YOUR OBJECTIVE:
Below are lines of data, and only some are wanted. Please repeat exactly those from the line that has "shaped like (111,233)." through the line that has "shaped like (368,87).".

INFORMATION GIVEN:
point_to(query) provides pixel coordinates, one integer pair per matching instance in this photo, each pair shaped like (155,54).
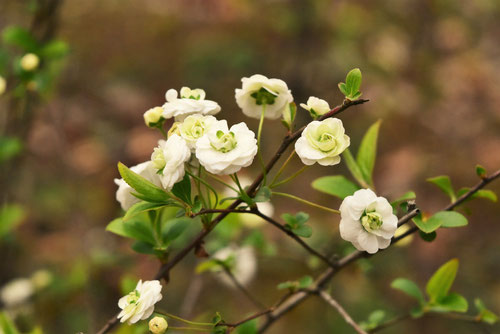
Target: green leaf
(6,325)
(263,195)
(444,183)
(141,207)
(408,287)
(134,229)
(480,171)
(20,37)
(182,189)
(485,315)
(368,151)
(353,167)
(11,215)
(451,303)
(336,185)
(145,188)
(481,193)
(442,280)
(9,148)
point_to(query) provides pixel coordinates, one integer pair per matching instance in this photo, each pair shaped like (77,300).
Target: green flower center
(371,220)
(225,142)
(263,96)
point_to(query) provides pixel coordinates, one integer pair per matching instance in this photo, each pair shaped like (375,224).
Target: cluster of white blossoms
(140,303)
(367,221)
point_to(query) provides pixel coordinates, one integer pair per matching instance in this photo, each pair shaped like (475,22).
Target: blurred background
(431,70)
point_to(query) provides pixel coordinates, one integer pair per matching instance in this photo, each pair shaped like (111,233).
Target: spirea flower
(158,325)
(194,127)
(225,151)
(29,62)
(316,106)
(191,101)
(168,160)
(258,91)
(124,193)
(140,303)
(241,262)
(322,142)
(153,116)
(367,221)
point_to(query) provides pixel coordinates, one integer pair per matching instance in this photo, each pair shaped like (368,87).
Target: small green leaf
(441,281)
(354,168)
(149,191)
(444,183)
(263,195)
(485,315)
(408,287)
(480,171)
(182,189)
(336,185)
(368,151)
(451,303)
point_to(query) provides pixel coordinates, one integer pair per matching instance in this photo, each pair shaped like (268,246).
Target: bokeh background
(431,70)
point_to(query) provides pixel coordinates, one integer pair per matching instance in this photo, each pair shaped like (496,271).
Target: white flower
(257,91)
(29,62)
(225,151)
(316,106)
(153,116)
(242,264)
(367,221)
(3,85)
(190,102)
(194,127)
(158,325)
(169,158)
(140,303)
(322,142)
(124,193)
(16,292)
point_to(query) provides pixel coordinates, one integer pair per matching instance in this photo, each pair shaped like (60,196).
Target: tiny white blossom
(153,116)
(242,264)
(194,127)
(322,142)
(3,85)
(124,193)
(316,106)
(225,151)
(367,221)
(258,91)
(29,62)
(168,160)
(140,303)
(191,101)
(16,292)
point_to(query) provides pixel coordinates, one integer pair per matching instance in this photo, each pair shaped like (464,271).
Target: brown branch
(295,299)
(333,303)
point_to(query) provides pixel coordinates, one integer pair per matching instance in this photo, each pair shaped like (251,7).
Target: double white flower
(225,151)
(367,221)
(169,158)
(140,303)
(192,101)
(124,193)
(258,91)
(322,142)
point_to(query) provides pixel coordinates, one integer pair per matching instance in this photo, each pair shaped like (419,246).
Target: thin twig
(333,303)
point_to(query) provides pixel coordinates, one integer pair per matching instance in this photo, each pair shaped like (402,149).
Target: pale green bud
(30,62)
(158,325)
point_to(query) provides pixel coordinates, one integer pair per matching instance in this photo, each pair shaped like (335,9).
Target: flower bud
(3,85)
(158,325)
(153,116)
(30,62)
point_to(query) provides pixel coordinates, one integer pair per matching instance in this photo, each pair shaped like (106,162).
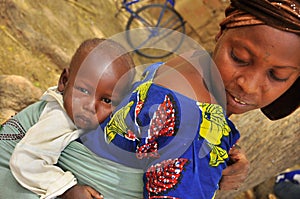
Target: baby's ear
(63,79)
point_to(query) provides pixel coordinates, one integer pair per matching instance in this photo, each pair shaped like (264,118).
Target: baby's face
(90,97)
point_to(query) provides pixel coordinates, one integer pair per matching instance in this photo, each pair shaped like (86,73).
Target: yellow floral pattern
(117,123)
(212,129)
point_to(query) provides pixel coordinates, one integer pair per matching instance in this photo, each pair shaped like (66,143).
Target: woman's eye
(276,78)
(106,100)
(237,59)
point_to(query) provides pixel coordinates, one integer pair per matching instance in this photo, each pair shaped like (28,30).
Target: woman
(258,71)
(275,71)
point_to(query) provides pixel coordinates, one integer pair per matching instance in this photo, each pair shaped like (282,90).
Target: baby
(100,73)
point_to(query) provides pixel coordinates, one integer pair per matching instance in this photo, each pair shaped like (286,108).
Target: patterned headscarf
(280,14)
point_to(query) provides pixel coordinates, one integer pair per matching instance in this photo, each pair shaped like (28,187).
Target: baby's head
(100,74)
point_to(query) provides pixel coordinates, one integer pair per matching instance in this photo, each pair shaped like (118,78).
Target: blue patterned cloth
(181,144)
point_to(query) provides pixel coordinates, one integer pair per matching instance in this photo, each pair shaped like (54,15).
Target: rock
(16,92)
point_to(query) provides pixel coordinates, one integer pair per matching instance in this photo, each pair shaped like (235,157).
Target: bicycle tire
(146,12)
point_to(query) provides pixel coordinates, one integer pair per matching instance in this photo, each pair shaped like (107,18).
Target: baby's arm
(32,162)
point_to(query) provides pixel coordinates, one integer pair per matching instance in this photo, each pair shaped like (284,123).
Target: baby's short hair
(88,45)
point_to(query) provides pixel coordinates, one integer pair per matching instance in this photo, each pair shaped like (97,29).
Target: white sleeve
(32,162)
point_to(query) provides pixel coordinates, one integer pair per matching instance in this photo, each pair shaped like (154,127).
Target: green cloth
(111,179)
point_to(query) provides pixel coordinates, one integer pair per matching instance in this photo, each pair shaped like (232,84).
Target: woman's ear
(63,79)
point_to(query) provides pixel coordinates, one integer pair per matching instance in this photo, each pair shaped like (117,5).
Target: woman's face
(257,64)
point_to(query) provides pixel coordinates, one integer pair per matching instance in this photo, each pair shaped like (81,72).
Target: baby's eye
(106,100)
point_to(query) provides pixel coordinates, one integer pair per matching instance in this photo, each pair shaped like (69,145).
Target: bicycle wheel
(155,31)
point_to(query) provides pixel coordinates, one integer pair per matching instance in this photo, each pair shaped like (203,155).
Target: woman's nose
(251,83)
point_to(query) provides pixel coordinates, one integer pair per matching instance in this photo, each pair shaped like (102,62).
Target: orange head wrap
(280,14)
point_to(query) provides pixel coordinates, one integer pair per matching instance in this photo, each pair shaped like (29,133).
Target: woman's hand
(81,192)
(236,173)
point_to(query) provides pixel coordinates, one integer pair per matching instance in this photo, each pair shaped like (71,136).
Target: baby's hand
(81,192)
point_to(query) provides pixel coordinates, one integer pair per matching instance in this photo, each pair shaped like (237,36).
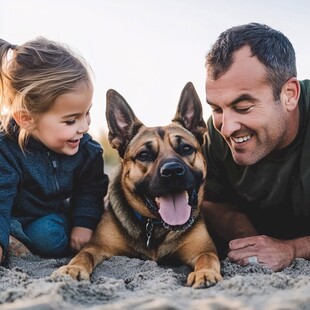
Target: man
(258,148)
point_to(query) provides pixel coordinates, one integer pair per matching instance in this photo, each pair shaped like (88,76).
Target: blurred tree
(111,158)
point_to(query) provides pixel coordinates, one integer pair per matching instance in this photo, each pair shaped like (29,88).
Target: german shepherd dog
(155,195)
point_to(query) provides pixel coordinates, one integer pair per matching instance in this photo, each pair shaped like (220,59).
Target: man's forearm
(301,247)
(227,222)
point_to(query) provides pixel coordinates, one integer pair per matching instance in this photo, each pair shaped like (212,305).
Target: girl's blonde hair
(33,75)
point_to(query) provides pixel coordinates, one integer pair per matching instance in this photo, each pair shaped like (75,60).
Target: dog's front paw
(74,271)
(203,278)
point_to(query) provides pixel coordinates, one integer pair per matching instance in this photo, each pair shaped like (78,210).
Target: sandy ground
(124,283)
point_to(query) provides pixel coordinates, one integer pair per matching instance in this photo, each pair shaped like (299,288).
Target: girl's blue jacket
(38,182)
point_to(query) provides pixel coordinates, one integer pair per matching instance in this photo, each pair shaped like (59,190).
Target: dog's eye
(186,149)
(145,156)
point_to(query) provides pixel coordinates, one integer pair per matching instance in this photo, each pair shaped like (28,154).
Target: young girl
(52,181)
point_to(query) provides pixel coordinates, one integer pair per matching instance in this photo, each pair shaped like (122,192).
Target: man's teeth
(242,139)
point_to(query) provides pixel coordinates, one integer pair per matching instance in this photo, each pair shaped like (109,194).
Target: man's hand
(79,237)
(273,253)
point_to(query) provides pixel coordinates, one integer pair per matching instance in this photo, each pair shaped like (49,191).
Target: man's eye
(70,122)
(243,110)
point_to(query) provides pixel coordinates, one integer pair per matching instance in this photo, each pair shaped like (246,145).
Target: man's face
(244,110)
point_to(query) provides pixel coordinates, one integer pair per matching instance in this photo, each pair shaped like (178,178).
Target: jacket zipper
(55,166)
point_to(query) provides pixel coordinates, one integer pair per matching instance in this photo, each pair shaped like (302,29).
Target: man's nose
(229,124)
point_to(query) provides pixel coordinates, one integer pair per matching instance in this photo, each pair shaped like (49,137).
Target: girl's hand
(79,237)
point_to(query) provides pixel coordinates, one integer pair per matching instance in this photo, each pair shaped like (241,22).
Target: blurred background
(147,50)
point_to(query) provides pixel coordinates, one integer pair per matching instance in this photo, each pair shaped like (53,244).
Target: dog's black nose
(172,169)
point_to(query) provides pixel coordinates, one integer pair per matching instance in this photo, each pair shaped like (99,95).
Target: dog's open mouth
(175,209)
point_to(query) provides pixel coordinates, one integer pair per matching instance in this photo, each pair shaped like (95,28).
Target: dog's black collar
(149,226)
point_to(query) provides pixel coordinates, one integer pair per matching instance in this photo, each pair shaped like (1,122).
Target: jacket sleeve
(9,180)
(92,185)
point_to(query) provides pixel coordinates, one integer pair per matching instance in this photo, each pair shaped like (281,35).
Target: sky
(147,50)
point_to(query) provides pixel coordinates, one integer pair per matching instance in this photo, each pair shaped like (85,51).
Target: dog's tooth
(157,201)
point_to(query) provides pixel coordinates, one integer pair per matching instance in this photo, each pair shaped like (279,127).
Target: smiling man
(257,199)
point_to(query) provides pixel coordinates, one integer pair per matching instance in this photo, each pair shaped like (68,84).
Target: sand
(124,283)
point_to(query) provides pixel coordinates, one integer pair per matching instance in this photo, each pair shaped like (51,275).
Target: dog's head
(163,168)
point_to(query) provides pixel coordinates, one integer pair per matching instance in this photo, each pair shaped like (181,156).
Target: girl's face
(62,127)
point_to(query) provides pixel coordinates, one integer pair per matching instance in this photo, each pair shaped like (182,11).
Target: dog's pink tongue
(174,209)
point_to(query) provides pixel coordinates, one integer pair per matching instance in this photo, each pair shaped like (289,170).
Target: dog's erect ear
(122,122)
(189,112)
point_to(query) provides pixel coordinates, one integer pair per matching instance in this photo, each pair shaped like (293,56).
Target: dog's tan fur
(147,156)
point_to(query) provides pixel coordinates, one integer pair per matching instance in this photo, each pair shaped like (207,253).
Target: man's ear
(291,91)
(23,119)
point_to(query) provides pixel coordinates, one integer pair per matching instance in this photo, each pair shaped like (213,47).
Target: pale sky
(147,50)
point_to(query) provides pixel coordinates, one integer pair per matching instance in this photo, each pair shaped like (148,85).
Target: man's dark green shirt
(274,192)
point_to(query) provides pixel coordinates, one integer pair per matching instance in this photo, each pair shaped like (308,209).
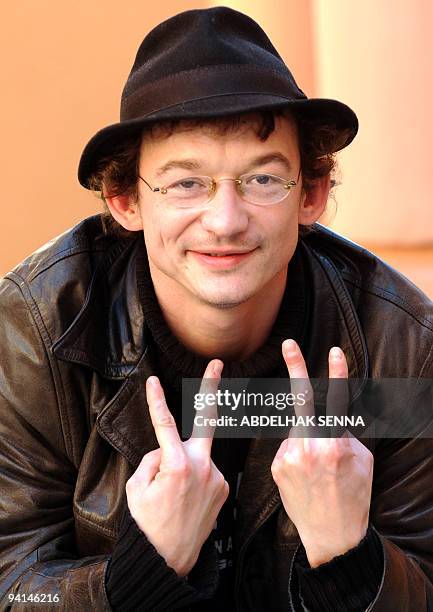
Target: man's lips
(218,258)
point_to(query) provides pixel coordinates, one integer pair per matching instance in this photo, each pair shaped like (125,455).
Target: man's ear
(313,200)
(126,211)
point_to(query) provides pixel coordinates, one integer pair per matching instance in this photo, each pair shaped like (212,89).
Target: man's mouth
(222,259)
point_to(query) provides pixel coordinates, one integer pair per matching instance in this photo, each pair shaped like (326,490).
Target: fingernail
(289,346)
(153,380)
(217,368)
(336,353)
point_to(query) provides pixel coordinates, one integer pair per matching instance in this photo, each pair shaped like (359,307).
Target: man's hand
(324,483)
(176,492)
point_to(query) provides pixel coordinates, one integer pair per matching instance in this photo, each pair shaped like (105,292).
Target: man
(198,268)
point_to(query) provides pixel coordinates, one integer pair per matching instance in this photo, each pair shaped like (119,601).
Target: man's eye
(188,184)
(260,179)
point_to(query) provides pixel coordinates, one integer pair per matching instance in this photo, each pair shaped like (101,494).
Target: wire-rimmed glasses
(195,191)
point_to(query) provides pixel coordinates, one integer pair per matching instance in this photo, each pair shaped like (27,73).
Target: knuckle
(204,468)
(165,420)
(131,484)
(182,467)
(225,490)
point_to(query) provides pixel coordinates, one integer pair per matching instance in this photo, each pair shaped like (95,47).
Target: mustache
(204,246)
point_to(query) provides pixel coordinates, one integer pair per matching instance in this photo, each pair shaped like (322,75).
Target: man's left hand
(324,483)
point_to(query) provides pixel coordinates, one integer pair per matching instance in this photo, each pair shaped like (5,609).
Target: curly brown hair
(118,173)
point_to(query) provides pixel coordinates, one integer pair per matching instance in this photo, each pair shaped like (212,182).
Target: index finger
(163,423)
(337,400)
(202,436)
(300,386)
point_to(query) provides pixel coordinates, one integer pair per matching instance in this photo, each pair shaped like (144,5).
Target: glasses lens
(190,191)
(264,188)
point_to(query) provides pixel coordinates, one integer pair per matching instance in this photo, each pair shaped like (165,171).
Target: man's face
(263,237)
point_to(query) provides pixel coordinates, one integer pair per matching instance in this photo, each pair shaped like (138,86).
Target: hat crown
(203,38)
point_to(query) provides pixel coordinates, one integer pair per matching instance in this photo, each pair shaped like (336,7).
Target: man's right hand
(177,491)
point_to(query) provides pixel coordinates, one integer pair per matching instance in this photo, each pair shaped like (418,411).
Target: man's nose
(226,214)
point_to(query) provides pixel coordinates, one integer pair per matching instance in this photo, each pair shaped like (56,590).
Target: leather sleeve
(401,513)
(37,555)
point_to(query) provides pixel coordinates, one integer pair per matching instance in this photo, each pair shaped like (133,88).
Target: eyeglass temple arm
(154,189)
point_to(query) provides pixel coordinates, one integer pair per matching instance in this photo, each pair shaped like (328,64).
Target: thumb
(282,449)
(148,468)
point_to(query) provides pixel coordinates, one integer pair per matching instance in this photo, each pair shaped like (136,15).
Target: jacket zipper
(242,554)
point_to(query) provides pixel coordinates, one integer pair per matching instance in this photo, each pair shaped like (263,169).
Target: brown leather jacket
(75,424)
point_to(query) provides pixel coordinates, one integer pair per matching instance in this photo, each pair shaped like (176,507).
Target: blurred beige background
(65,64)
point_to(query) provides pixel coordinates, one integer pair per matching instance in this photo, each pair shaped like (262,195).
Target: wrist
(320,551)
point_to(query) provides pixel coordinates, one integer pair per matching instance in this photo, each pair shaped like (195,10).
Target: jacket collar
(108,335)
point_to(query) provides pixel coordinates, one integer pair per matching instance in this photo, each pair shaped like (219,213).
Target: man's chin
(224,302)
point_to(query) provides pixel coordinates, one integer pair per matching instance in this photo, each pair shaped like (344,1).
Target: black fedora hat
(208,63)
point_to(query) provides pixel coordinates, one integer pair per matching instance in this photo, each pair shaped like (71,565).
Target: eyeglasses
(260,189)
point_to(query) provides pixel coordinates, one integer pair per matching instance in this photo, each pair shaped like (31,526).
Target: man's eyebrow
(195,164)
(269,158)
(184,164)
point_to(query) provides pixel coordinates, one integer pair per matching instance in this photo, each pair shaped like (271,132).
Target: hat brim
(320,111)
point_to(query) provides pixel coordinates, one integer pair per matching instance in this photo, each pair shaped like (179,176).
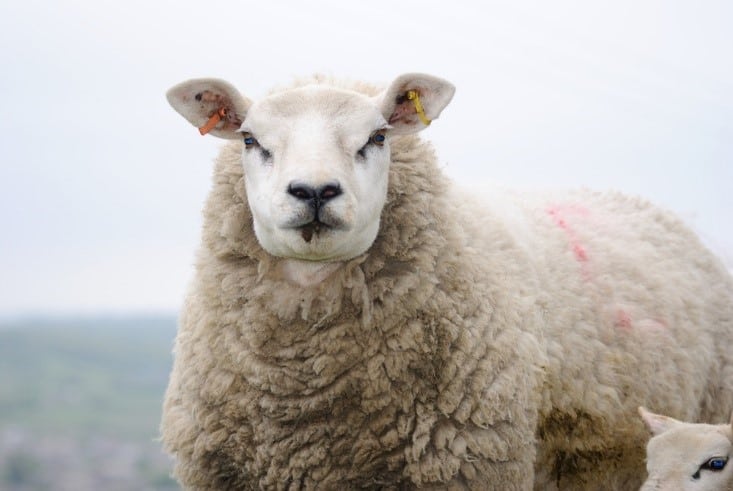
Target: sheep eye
(249,140)
(377,138)
(715,464)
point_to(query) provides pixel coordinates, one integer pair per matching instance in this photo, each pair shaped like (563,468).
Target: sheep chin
(307,273)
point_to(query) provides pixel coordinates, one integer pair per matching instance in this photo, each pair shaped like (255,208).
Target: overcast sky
(102,183)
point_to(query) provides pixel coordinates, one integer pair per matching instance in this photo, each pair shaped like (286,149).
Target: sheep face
(685,456)
(316,162)
(316,158)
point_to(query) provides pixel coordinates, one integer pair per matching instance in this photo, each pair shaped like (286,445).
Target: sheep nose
(315,195)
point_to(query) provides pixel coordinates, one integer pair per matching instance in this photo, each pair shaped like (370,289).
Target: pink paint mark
(560,215)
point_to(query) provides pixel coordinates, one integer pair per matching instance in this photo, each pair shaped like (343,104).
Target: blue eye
(717,463)
(378,138)
(249,140)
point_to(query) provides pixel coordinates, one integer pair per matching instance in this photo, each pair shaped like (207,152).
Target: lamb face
(316,158)
(316,162)
(685,456)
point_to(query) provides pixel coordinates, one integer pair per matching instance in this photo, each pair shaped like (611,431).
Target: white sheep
(357,321)
(688,456)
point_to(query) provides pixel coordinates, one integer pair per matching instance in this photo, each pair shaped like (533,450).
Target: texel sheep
(686,456)
(357,321)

RESPONSE FOR THIS EXERCISE:
point_to(query) provides pixel coordinates, one integer pair per matching instance in this photo, each pair shaped like (111,233).
Target: spirea flower
(158,325)
(194,127)
(225,151)
(29,62)
(316,106)
(191,101)
(168,160)
(258,91)
(124,193)
(140,303)
(241,262)
(322,142)
(153,116)
(367,221)
point_to(query) provides pixel coordinates, one integer pair per matching instance in this photo, each pair shaped like (368,87).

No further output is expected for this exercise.